(Entries taken from a collection)
□ □ □

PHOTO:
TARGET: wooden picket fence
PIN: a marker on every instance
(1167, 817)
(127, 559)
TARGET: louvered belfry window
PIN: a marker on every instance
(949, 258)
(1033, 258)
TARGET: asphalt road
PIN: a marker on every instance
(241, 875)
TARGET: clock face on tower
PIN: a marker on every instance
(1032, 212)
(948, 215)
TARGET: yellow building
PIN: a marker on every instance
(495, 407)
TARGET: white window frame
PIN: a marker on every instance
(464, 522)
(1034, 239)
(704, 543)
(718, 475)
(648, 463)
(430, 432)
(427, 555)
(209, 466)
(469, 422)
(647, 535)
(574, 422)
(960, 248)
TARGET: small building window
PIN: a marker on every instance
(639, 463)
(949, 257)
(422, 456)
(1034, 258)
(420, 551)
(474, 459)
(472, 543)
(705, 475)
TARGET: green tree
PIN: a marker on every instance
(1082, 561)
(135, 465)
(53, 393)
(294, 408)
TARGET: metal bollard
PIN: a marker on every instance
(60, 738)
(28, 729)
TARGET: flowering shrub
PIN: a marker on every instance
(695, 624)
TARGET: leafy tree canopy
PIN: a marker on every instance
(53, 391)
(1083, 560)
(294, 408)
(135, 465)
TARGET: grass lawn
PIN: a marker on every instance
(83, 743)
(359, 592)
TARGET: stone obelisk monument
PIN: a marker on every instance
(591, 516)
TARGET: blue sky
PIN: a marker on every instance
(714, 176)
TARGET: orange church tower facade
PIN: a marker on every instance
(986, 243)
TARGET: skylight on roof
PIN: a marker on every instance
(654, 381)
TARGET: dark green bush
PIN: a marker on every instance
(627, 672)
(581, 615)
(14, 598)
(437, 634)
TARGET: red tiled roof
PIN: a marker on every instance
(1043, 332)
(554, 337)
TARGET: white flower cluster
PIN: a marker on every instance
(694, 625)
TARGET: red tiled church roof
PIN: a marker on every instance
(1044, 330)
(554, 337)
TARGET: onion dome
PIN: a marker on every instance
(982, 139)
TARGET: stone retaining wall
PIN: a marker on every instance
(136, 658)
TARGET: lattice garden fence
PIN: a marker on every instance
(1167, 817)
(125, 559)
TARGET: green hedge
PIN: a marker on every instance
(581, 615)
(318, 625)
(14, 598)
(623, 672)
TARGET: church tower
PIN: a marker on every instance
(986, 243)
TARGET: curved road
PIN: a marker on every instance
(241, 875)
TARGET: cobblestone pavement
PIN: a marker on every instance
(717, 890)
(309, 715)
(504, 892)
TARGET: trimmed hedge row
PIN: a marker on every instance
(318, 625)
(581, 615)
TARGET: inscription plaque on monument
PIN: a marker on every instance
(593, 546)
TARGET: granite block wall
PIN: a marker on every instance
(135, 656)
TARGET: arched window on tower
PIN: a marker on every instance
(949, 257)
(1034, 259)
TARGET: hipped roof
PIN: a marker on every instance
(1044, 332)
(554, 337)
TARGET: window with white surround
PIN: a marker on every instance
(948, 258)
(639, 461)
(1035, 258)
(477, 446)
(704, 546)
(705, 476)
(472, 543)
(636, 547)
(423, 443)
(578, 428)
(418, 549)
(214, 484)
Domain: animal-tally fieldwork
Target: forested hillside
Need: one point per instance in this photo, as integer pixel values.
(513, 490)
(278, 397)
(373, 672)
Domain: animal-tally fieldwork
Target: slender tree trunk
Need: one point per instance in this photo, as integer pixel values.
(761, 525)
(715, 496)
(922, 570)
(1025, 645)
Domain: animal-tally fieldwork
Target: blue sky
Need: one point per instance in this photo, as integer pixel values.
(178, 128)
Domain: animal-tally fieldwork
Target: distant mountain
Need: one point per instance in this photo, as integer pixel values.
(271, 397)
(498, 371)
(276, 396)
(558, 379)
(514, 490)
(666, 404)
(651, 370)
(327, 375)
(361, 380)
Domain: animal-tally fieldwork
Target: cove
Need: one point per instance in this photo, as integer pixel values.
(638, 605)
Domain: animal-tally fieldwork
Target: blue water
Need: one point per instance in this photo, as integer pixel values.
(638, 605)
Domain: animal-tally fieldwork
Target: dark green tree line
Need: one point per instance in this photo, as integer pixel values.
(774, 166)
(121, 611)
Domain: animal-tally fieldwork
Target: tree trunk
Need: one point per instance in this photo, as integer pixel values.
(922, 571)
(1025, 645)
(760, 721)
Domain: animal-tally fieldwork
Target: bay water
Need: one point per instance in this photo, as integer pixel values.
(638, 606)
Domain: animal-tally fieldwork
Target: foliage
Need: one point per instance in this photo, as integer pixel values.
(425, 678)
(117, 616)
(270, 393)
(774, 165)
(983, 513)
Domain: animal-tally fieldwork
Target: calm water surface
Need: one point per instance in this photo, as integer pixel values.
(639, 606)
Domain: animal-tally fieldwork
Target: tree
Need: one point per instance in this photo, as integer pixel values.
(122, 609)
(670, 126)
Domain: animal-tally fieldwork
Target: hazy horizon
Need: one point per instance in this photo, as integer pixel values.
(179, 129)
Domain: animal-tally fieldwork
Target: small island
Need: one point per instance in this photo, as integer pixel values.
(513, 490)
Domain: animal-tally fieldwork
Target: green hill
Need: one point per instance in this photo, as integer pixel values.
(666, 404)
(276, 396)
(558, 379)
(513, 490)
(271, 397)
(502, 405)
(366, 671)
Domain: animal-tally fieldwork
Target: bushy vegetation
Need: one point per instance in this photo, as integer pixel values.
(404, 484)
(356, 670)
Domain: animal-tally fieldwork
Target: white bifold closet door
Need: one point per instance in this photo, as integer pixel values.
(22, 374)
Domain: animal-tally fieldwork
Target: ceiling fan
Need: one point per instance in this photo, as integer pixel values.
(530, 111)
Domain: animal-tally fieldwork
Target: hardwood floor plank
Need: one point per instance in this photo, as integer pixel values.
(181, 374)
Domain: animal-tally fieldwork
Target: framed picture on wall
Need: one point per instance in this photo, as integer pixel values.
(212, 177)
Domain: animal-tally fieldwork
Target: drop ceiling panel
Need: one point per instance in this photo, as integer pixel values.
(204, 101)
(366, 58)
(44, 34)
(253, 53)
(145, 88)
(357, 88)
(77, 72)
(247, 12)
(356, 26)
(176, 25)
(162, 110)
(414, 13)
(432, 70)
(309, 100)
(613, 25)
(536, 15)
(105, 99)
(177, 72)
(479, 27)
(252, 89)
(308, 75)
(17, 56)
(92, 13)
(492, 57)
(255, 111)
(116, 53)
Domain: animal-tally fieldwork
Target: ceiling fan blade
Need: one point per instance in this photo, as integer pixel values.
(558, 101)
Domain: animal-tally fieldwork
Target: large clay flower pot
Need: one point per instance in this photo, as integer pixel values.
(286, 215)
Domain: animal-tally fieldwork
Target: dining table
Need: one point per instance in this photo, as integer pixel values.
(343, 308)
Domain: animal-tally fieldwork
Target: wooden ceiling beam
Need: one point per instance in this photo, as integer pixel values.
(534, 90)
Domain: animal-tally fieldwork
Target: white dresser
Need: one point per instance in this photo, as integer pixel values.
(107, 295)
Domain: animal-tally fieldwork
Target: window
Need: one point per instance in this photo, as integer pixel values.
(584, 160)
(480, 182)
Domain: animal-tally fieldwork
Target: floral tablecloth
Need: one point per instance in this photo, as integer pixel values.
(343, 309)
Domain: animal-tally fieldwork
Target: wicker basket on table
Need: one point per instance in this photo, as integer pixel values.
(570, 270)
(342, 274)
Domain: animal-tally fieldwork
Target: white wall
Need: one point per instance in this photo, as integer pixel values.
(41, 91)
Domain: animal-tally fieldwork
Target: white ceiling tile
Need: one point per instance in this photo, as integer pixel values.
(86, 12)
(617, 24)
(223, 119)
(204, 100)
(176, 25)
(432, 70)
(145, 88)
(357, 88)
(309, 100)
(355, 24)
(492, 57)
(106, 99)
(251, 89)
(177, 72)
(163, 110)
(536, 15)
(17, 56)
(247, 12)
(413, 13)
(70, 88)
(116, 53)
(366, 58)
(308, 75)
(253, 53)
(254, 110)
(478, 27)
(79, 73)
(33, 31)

□ □ □

> [Brief]
Using only the entries above, output the line with "TARGET: green tree", the line with "TARGET: lattice garden fence", and all lines between them, exactly as they stand.

> [Exercise response]
TARGET: green tree
PIN: a marker on every instance
(1082, 561)
(135, 465)
(53, 393)
(294, 408)
TARGET: metal bollard
PIN: a marker on every instance
(60, 738)
(28, 729)
TARGET: flowering shrub
PIN: a marker on every instance
(695, 624)
TARGET: leafy tree canopy
PIN: a marker on every instance
(53, 391)
(1083, 560)
(294, 408)
(135, 465)
TARGET: grass lawn
PIN: a marker on every instance
(83, 743)
(359, 592)
TARGET: stone obelisk monument
PIN: a marker on every instance
(591, 516)
TARGET: blue sky
PIN: a marker on every instance
(714, 176)
TARGET: orange church tower facade
PIN: a marker on every instance
(986, 243)
TARGET: skylight on roof
PIN: a marker on every instance
(654, 381)
TARGET: dark green bush
PIN: a marker on every instance
(627, 672)
(581, 615)
(14, 598)
(437, 634)
TARGET: red tiled roof
PIN: a marker on every instance
(1043, 332)
(554, 337)
TARGET: white flower cluster
PIN: a marker on every instance
(694, 625)
TARGET: red tiled church roof
PIN: a marker on every instance
(1044, 330)
(554, 337)
TARGET: onion dome
PIN: a marker on every instance
(982, 139)
TARGET: stone retaining wall
PIN: a marker on every instance
(136, 658)
TARGET: lattice garden fence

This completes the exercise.